§ **Material to process**
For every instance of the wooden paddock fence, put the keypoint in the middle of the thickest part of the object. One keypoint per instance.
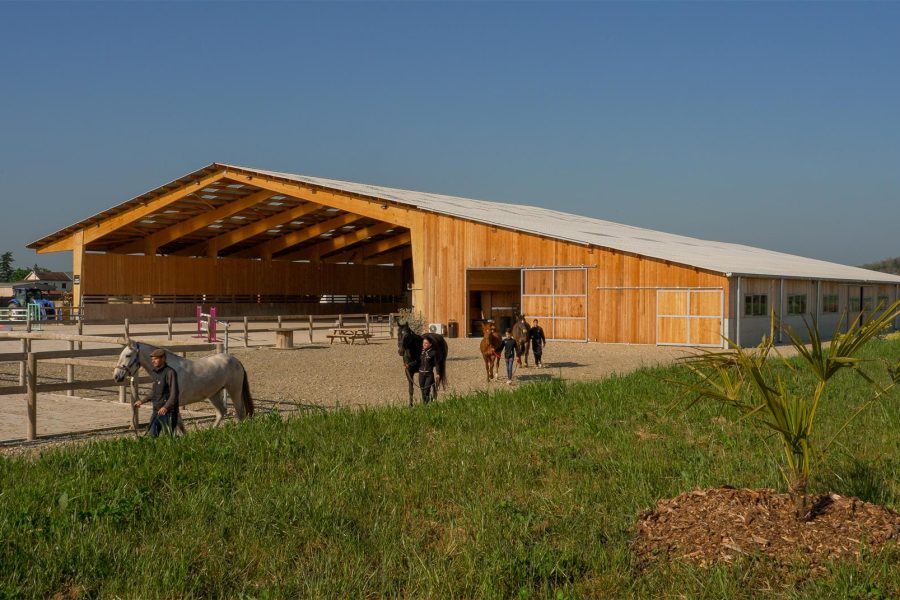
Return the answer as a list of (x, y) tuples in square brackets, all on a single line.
[(383, 325), (74, 357)]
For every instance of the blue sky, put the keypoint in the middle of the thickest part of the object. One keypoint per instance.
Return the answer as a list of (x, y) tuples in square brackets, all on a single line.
[(769, 124)]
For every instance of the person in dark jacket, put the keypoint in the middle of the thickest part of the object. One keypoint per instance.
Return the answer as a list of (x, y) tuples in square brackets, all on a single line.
[(163, 395), (538, 341), (427, 362), (508, 345)]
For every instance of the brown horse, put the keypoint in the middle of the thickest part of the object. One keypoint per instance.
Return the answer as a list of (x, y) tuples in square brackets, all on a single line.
[(520, 334), (490, 350)]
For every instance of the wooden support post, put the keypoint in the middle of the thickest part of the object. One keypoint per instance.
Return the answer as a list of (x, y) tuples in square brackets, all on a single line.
[(70, 372), (26, 348), (135, 413), (31, 396)]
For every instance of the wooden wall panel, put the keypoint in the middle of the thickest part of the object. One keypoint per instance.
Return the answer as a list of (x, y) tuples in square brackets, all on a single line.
[(672, 302), (570, 307), (117, 274), (707, 331), (570, 282), (706, 303), (538, 282)]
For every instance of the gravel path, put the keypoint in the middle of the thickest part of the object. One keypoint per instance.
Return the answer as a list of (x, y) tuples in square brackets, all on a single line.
[(372, 375)]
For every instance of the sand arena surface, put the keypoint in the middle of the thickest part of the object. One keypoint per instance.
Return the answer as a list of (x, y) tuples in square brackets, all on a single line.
[(311, 375)]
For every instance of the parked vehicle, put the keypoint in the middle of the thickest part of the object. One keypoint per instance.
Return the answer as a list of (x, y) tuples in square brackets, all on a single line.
[(33, 294)]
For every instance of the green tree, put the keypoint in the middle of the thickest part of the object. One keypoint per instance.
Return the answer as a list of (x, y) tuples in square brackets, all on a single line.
[(6, 270), (749, 381)]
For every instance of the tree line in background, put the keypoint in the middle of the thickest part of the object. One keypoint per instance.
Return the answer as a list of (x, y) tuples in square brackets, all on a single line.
[(888, 265), (8, 273)]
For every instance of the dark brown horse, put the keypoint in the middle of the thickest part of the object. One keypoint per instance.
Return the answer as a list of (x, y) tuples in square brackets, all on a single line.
[(490, 349), (409, 347), (520, 334)]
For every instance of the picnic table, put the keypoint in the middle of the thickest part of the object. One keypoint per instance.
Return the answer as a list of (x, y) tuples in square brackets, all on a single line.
[(349, 335)]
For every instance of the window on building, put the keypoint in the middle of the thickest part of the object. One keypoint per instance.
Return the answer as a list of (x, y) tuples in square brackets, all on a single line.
[(756, 305), (797, 304)]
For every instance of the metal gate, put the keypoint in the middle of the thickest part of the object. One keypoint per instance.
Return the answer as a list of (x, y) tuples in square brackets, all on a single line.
[(689, 316), (557, 297)]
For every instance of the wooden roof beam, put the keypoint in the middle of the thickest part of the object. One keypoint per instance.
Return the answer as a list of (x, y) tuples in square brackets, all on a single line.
[(213, 246), (267, 249), (316, 252), (148, 207), (151, 243), (370, 250), (397, 256), (379, 210)]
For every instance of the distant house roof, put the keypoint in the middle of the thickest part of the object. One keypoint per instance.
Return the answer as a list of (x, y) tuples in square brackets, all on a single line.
[(48, 276)]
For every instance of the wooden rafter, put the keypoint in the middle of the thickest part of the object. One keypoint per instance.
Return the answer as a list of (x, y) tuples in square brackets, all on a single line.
[(374, 209), (315, 253), (370, 250), (267, 249), (214, 245), (151, 243), (136, 213), (397, 256)]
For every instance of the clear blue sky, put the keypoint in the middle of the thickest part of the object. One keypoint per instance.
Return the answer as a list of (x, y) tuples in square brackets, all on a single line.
[(770, 124)]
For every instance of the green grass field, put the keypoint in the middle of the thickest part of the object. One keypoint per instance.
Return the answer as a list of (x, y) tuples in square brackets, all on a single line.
[(529, 494)]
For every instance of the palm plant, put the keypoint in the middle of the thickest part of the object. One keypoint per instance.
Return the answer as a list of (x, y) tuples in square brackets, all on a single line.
[(747, 380)]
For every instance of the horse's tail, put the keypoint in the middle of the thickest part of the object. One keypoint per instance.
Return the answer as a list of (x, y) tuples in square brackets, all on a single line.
[(245, 395)]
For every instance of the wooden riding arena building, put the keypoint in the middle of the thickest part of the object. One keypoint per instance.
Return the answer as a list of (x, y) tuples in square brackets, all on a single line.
[(254, 242)]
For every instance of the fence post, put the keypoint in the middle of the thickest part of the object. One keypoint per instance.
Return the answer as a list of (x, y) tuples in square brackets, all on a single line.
[(26, 348), (70, 372), (31, 395), (135, 413)]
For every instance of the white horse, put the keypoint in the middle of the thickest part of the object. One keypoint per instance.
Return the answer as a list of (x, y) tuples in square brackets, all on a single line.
[(202, 379)]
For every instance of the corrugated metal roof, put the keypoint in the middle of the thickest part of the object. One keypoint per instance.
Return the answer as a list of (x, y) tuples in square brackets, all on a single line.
[(721, 257)]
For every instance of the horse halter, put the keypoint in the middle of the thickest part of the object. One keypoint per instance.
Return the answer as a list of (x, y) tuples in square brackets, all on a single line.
[(134, 360)]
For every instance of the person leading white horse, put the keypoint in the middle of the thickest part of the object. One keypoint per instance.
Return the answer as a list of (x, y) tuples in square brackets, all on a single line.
[(201, 379)]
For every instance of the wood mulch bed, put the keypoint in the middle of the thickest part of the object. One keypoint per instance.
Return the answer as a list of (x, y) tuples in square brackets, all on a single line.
[(721, 525)]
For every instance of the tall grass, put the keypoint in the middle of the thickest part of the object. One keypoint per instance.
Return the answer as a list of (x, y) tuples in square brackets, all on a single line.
[(526, 494)]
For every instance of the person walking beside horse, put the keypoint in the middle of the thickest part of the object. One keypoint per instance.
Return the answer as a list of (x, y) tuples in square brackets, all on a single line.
[(163, 395), (538, 341), (509, 353), (427, 363)]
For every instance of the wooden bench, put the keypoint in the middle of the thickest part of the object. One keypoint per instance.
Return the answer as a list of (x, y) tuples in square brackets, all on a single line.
[(284, 337), (349, 335)]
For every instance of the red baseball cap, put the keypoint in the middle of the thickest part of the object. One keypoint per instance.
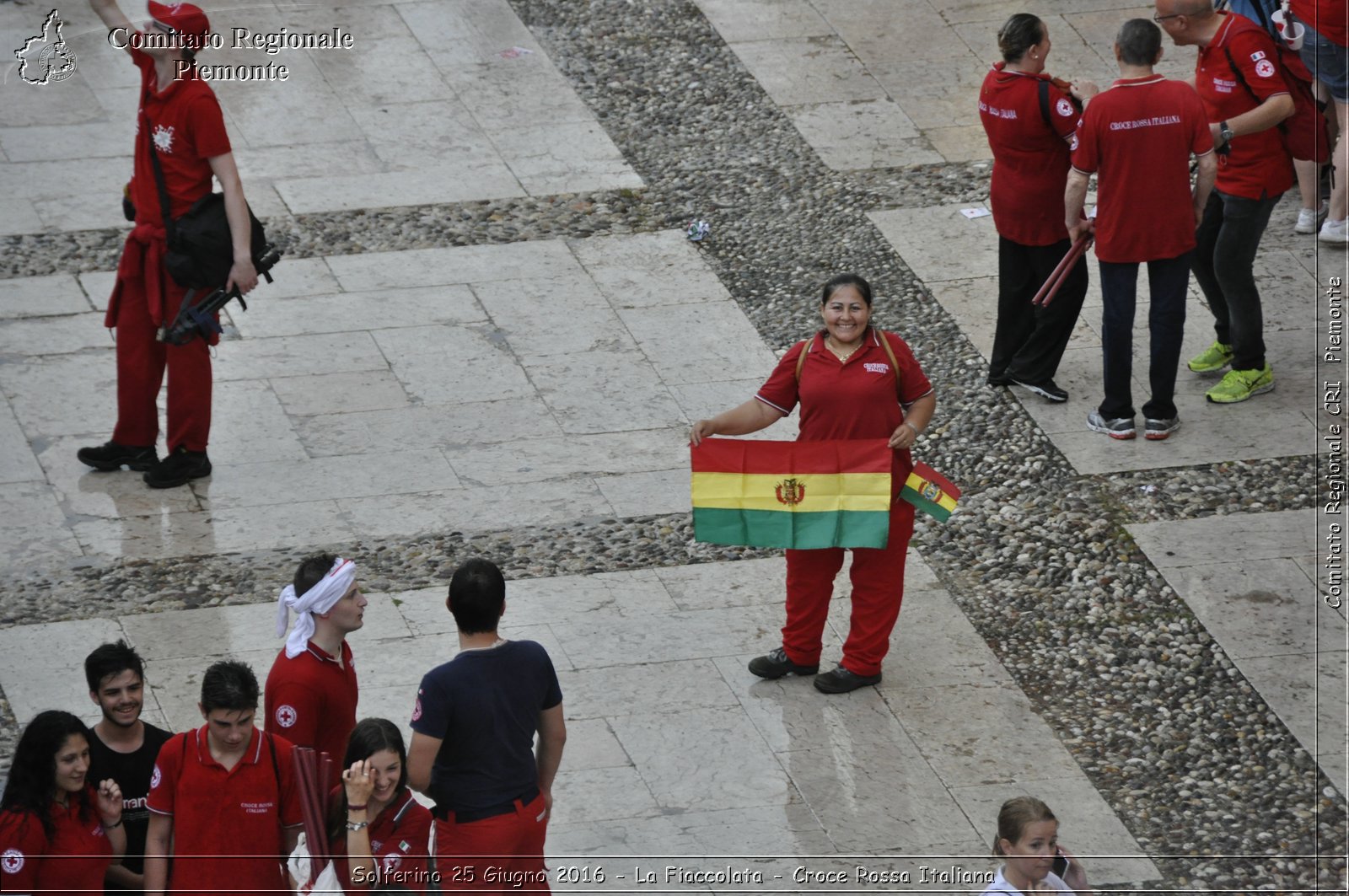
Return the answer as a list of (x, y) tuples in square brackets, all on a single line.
[(184, 19)]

§ **Stated problem**
Copy all of the material above word for word, leaving out the pictures.

§ **The reply**
For every instance of the wooden paddock fence, put the keypoint in the middle of the thickest part of the object. One keypoint per instance.
Return the answer as a list of (x, y) tuples in square brackets, all on a single line.
[(383, 325), (74, 357)]
For every instance of the blue sky, put the keypoint in the middle of the thickest part of the object. One keypoint per instance.
Return the answer as a list of (x, y) tuples in square brackets, all on a single line.
[(769, 124)]
For every instance of the person in dark jacket, put the keypoint in the middle of the thickest part of the object. One keypoint per instance.
Return the answer as a list of (x, y) tuples in square brackets, all on a single line.
[(163, 395), (538, 341), (427, 362), (508, 345)]
For every instance of the brown horse, put the keypoint in the middle of the thickest part of the object. One keypoint per instance.
Return the answer as a list of (x, y) tuples in square brackets, all on a single line.
[(520, 334), (490, 350)]
For every instance of the wooden support post, put the keypoint in the middle of the thickest part of the object. One keypoint per instance.
Return the answer as a list of (x, y) tuples in square brackets, all on a single line.
[(70, 372), (26, 348), (135, 413), (31, 396)]
For every instance of the wooden wall panel, put the keypoint in the middle of the thickest part of the object. One keypoint per instance.
Return the answer as a list of (x, y) tuples in square brackets, all on a single line.
[(672, 302), (570, 307), (117, 274), (707, 331), (570, 282), (706, 303), (538, 282)]
For every instance of the gravel path, put the keypoint in the middle of the thickest part of the object. One keypoint per instance.
Return the answer as a list of (x, y) tuples in square brackets, all on a single line.
[(372, 375)]
For every instance of the sand arena surface, put the keypoint in the middle of the thickest part of the object. One keypoint per instance.
Return the answer as a list of (x, y) tuples in square brackets, all on a single line.
[(311, 375)]
For every instance of the parked vehicle, put the keypoint in the middle of the thickest part of the object. One keypoint per instance.
Return the answer as a list of (x, y) tuples in square brackets, all on a single line.
[(33, 294)]
For every instance of the green tree, put the keypoint in the middle of the thickest part of the object. One keypoint per instance.
Return the answer as a list of (x, y) tuples in square brackets, all on a single line.
[(6, 270), (749, 381)]
For every instance of the tree line in background, put the keypoint in the middle of the thickest part of the object. One keypoint per instance.
Return the answer as a list of (x, y) tuples in square brackets, all on a single line.
[(888, 265), (8, 273)]
For every instance of the dark brown horse, put the keypoint in the middle of the thickest part of the object. One keypoint per instance.
Return the answer as a list of (x, y) tuples in square brackets, all on a single line.
[(490, 349), (409, 347), (520, 334)]
For every instance of the picnic table, put the keypoint in the middle of the thickest part of the object. One keypoint per instance.
Return the answer as a list of (x, y) tuples in square brackets, all on a single line.
[(349, 335)]
For every instance of the window on building, put the keypoint in the middle of the thickest part of the object. One keypoint per instance.
Return the answer as a list of (x, y) tuples in square brackets, all on a single line.
[(756, 305), (797, 304)]
For every instance of the metal gate, put the keypoint in the middle of the thickest part of the object. One keypoint per instance.
Return the answer as a list of (x, y) tuples in square brackets, all on a single line.
[(689, 316), (557, 297)]
For every instance of the wooden roof beam, put the keypoint in the middle of the thickest part of the object. One keypoint per instance.
Return the answer as a list of (x, y) tuples in square brackets, all on a single line.
[(213, 246), (267, 249), (316, 252), (148, 207), (151, 243), (370, 250), (397, 256), (379, 210)]
For every instance of the distant house roof, put the keypoint in the middle of the thickest part of the object. One keypoint per instance.
Return the answer as a list of (x, y) tuples in square brackets, all on a single line.
[(48, 276)]
For every instance of the wooden rafter, put the keypoint in the middle of the thickest part of the object. One keypoint per instance.
Return the answer as a list of (x, y) tuples in square brackets, all on a single line.
[(374, 209), (315, 253), (370, 250), (267, 249), (214, 245), (151, 243), (136, 213), (397, 256)]
For every instance of the clear blue sky, put the keypoint in the middle of the thickest part of the object. One keypoint per instance.
Return the answer as a list of (x, y) tuples in square brackets, all on a single line.
[(770, 124)]
For every instance of the green grass field, put the keypoint in the middle of the thickest part of the object. One keypoint per instance.
Return the answer as a list of (x, y) tuples in square brackets, all on a single line.
[(529, 494)]
For every instance of the palm plant, put the keypoint in the middle of the thickest part of the object. One keypoint per instance.
Return the answer as a list of (x, y) tuples in square brackets, all on a single line.
[(747, 380)]
For every instance of the horse's tail, put the keypoint in the middle of the thickest part of the object. One keypoint per instance.
Return the answer as a list of (x, y) tuples in square brackets, all on a single line.
[(245, 395)]
For every instance of the wooden riding arena building, put the keypoint in the middle of the thickest part of the object. One keypoint per instance.
Return the answer as a list of (x, y) tuples in square brackets, all on a single line.
[(254, 242)]
For every instance of the fence post, put the keypoint in the middle of the thickest part of the object. One keypoint per instance.
Return the answer as a list of (x, y) tuples in square brackets, all on a single line.
[(26, 348), (70, 372), (31, 395), (135, 413)]
For every instance of the white horse, put the keypoint in the middle of the thickest part of the object. One keypoint per instance.
Return the answer as a list of (x, y) tuples in square brackets, all on a single line.
[(202, 379)]
For every instance of the corrugated metal roof, put the keypoint in the middle of the thickest part of the object. One keypoint per instance.
Return the answer as a list of (x, y) tuples in square brackets, all on a single line.
[(721, 257)]
For every instance of the horse halter, put the keypoint in the middle of the thickest part of the object. One keypoint per instance.
Return the answer as a list of (x, y) tuples in square brackets, all on a single line.
[(134, 360)]
For every instance of the person leading white horse, put the keypoint in the middle of the thickest part of the object. One keypoint per instance.
Return the answer as a list of (x, y) tuples in square brackets, all on a single line.
[(201, 379)]
For every instance of the wood mulch bed, put the keypoint in the middle of the thickest part of the object. One keypoint per instance.
Return the answer as a list of (x, y) tuples in square brackets, all on a single line.
[(721, 525)]
For every instance of the tall grass, put the keypoint in the middle of the thickest part of the object. One keypoint per instance.
Return the answer as a list of (x, y) tuples in square brackets, all on a single line.
[(526, 494)]
For every instance of the person walking beside horse, put the keypoint in the middle of the thickest part of the object. One keypoint per instance.
Return the answer as a list of (x, y) tuples in square brackets, all on a single line.
[(163, 395), (538, 341), (509, 353), (427, 363)]
For every instance of the wooden bench, put the keypoint in the middle of the thickest part of the object. One keypoint per instance.
Return the answer as a list of (x, y) tuples in square brackets, all on a single line.
[(284, 337), (349, 335)]
For every instance of the red baseball cap, put the keypoint in the middle of the thickest part of the object. One keypoint per instance.
Return the answer as a list of (x, y) tuples in square brackets, all on a single line.
[(184, 19)]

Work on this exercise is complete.